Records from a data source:
------------------------------------------------------------
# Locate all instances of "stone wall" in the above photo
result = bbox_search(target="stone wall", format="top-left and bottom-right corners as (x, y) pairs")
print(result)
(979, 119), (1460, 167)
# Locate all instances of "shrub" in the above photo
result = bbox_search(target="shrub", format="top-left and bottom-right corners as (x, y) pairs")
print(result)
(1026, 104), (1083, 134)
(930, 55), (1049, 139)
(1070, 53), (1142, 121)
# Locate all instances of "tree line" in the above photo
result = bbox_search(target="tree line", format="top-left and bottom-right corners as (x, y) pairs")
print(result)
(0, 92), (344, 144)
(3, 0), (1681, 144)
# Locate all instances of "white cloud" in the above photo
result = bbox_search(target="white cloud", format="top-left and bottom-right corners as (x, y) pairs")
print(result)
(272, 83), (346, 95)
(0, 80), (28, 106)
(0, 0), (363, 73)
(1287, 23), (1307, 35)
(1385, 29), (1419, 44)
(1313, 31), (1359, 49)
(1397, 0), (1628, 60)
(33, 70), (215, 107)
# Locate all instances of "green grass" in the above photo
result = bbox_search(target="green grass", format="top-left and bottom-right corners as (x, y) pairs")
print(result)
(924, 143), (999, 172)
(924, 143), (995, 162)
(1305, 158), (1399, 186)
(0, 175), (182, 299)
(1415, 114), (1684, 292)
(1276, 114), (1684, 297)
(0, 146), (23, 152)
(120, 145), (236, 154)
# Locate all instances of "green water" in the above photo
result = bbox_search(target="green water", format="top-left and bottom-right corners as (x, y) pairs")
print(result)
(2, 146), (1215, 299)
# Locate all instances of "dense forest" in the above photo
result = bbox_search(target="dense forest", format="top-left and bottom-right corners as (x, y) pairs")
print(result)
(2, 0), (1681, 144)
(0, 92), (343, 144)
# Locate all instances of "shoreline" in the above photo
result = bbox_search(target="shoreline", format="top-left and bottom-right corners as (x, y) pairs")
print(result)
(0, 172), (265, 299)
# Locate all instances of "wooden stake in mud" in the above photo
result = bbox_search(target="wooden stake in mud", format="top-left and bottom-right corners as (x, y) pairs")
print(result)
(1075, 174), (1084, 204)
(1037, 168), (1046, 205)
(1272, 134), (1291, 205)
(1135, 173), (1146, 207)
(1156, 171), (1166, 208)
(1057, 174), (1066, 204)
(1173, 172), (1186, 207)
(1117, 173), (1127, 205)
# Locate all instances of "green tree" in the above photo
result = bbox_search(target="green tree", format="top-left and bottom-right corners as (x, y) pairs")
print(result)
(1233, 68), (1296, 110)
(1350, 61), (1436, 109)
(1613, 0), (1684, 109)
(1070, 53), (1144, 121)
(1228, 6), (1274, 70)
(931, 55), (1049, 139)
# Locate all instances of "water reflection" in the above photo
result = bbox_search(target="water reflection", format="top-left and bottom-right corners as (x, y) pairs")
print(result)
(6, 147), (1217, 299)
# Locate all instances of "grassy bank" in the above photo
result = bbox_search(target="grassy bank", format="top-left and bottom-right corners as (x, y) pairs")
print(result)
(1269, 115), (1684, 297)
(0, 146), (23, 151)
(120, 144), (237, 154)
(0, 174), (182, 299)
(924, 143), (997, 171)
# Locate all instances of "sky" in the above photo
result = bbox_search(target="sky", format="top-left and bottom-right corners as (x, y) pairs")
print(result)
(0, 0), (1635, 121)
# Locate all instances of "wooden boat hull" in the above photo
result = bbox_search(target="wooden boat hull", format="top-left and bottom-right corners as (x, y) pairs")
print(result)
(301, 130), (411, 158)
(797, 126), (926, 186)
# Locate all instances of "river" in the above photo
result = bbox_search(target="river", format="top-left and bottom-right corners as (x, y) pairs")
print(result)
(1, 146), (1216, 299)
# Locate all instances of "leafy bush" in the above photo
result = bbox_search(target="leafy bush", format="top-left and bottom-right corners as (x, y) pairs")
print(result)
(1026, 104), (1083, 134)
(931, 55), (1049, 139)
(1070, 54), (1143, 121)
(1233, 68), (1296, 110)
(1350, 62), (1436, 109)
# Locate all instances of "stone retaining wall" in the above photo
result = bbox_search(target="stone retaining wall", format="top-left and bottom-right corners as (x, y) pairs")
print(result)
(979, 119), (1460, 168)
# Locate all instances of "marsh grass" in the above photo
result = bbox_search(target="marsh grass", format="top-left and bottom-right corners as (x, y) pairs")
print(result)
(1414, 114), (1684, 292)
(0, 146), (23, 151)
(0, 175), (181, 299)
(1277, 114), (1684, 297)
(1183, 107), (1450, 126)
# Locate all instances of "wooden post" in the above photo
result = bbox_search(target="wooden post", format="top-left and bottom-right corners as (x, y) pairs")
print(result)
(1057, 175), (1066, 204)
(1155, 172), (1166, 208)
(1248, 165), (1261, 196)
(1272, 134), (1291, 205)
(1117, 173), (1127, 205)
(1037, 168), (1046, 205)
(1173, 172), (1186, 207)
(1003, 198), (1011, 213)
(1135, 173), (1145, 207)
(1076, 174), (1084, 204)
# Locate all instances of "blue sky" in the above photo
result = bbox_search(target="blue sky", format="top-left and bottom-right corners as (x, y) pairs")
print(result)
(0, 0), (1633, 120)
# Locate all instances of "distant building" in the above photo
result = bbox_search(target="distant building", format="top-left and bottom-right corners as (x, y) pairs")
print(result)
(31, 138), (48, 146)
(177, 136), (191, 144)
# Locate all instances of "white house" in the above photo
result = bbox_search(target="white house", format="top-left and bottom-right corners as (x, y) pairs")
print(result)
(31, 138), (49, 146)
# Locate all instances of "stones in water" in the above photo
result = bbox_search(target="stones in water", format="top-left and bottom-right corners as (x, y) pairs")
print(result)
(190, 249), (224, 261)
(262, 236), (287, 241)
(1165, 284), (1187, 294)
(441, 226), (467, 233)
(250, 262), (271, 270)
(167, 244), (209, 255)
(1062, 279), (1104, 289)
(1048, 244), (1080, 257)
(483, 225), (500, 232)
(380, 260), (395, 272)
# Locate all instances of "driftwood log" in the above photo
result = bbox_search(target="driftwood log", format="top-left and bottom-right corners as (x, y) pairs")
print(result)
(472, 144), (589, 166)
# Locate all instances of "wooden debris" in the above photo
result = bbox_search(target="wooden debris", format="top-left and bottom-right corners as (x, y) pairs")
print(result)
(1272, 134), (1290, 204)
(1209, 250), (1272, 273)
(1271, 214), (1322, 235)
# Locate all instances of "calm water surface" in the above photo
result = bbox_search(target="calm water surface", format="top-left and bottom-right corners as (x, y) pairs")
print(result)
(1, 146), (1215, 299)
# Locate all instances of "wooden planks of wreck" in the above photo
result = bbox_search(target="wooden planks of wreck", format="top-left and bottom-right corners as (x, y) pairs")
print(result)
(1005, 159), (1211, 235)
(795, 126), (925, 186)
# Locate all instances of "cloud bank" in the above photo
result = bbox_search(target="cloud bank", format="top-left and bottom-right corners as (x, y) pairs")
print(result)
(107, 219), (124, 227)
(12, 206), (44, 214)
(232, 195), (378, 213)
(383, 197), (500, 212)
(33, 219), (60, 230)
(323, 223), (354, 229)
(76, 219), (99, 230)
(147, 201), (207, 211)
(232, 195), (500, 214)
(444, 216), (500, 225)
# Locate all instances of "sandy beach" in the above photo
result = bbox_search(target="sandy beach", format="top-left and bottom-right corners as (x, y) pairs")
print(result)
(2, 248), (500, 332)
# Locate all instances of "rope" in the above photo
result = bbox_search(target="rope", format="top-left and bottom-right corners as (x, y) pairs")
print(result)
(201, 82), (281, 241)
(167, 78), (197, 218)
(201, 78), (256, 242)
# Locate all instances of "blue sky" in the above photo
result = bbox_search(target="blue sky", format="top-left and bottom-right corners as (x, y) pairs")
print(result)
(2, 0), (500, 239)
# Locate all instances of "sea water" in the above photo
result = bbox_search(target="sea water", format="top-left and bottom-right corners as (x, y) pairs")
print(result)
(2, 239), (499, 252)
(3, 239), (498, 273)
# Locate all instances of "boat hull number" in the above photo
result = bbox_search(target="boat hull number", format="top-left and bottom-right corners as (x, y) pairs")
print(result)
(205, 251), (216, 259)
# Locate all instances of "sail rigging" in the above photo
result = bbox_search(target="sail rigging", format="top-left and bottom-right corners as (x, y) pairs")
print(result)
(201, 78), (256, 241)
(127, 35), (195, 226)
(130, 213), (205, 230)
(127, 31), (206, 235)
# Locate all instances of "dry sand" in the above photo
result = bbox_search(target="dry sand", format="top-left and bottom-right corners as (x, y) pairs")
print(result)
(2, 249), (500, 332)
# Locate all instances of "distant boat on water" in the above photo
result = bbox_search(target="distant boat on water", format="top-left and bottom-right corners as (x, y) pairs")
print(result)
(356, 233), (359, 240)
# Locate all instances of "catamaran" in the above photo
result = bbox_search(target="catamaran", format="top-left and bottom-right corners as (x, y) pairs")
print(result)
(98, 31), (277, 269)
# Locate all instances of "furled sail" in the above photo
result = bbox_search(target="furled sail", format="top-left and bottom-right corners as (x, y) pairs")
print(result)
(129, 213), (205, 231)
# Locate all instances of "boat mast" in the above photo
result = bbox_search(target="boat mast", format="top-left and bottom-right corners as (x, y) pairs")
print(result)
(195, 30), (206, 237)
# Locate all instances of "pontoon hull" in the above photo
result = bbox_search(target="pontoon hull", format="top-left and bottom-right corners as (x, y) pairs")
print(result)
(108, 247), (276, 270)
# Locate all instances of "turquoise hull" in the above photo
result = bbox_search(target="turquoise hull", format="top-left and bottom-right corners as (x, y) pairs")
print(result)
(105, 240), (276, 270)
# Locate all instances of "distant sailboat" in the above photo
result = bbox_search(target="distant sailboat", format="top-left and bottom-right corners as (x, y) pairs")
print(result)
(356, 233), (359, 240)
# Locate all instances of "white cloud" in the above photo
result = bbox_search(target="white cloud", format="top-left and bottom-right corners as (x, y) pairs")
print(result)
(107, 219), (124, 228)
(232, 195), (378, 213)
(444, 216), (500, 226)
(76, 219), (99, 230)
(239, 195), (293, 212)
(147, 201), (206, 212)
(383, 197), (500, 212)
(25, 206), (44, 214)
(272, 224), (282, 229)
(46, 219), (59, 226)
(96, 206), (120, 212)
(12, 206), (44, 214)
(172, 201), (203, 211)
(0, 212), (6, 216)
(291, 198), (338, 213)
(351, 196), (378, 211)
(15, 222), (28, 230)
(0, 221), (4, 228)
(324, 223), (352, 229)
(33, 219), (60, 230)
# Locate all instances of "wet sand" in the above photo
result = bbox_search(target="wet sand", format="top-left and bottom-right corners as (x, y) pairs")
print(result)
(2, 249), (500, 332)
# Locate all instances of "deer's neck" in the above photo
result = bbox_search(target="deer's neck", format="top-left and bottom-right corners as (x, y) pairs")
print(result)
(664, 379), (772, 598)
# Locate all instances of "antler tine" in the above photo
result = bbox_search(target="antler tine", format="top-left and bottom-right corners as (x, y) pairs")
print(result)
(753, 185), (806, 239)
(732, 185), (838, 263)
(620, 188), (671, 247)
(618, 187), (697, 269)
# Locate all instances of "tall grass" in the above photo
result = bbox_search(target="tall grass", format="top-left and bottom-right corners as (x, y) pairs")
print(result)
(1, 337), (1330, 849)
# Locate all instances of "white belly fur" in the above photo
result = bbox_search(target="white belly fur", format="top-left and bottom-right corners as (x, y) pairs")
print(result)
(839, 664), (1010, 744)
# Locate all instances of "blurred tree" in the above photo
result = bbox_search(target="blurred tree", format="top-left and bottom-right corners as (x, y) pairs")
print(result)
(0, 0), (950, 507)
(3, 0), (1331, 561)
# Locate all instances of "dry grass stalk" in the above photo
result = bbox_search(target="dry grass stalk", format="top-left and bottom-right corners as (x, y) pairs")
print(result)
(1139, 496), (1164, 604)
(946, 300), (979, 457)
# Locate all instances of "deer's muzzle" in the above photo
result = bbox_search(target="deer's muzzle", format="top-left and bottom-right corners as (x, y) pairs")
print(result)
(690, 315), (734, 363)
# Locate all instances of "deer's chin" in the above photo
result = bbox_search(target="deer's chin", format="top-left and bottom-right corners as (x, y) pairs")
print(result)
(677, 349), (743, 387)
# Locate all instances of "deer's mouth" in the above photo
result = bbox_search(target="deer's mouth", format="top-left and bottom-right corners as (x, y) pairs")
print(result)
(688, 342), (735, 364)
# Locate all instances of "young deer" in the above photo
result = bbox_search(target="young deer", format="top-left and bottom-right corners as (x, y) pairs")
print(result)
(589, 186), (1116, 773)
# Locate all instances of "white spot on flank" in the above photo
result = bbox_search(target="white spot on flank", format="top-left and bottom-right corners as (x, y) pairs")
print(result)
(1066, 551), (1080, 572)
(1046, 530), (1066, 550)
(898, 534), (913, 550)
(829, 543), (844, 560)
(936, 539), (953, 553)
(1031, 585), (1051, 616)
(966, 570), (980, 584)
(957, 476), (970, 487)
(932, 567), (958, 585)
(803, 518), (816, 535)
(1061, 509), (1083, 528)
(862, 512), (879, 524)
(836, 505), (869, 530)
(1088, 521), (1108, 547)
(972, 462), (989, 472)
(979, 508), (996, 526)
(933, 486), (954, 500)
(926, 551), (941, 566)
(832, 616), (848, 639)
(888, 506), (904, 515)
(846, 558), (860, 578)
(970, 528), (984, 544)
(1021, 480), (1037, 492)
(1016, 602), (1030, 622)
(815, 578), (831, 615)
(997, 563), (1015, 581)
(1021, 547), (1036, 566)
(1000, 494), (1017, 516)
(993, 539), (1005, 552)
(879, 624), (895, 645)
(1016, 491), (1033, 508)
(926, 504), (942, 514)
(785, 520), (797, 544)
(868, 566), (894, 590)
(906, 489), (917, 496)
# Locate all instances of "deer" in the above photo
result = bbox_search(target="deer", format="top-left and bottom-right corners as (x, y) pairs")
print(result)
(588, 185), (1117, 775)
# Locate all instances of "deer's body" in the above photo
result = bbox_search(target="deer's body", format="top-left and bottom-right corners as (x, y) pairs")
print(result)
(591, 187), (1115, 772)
------------------------------------------------------------
- [WORK TASK]:
Select every line above that contains the word "sandy", and copy it.

- [FINISHED TASK]:
# Locate all instances of "sandy beach" in the above photo
result = bbox_search(target="sandy beach", format="top-left and bottom-right corners as (x, y) pairs")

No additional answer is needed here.